↓↓↓
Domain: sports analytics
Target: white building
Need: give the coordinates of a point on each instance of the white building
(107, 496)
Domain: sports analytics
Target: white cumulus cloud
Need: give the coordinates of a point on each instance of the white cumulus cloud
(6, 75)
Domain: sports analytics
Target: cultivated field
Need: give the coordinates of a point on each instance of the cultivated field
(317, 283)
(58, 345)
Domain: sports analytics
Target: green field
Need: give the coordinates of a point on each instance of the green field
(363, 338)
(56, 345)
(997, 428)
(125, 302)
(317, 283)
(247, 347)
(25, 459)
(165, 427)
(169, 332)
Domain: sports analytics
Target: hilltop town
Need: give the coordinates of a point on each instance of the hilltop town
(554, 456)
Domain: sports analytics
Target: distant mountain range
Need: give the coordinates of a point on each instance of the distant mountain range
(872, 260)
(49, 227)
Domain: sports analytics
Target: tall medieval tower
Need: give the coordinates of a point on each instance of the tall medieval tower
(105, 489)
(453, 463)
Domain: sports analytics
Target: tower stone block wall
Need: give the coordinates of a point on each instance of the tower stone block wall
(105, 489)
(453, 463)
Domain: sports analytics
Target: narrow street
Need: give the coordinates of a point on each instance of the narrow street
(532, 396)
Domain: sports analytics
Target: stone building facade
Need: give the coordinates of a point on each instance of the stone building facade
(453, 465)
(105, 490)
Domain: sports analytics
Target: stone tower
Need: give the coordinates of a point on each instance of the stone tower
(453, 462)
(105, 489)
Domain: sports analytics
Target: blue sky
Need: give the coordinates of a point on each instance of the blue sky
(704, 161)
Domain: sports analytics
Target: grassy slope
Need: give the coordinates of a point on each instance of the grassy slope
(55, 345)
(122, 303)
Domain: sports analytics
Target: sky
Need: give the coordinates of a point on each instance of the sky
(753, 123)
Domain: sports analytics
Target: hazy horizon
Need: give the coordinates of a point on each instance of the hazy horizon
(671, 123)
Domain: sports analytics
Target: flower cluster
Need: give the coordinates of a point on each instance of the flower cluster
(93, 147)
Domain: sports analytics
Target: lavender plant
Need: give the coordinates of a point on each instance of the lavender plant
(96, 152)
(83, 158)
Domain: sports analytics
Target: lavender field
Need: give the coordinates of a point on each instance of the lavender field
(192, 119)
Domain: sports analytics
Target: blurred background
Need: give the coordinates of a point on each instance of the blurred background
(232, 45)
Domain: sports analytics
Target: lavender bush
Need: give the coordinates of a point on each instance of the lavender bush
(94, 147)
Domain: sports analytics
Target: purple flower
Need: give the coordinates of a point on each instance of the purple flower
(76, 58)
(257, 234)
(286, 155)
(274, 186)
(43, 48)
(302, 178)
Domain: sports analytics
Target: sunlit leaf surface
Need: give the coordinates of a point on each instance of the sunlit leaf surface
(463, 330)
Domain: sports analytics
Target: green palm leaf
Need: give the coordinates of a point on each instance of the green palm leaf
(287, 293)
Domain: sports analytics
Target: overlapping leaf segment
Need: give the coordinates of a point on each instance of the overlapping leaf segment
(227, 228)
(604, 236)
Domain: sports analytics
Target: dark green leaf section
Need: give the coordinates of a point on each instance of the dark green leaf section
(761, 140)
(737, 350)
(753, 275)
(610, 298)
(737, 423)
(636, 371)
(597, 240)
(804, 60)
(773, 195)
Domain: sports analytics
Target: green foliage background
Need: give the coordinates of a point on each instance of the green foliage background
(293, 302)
↑↑↑
• [Task prompt]: Beginning at the first line of the records, give again each line exactly as written, ending with the line that contains "Target: cultivated field".

• [Written answer]:
Domain: sports analytics
Target: white building
Need: give the coordinates of a point on each instance of the white building
(107, 496)
Domain: sports analytics
Target: white cumulus cloud
Need: give the coordinates of a point on each instance of the white cumulus cloud
(6, 75)
Domain: sports analytics
Target: cultivated field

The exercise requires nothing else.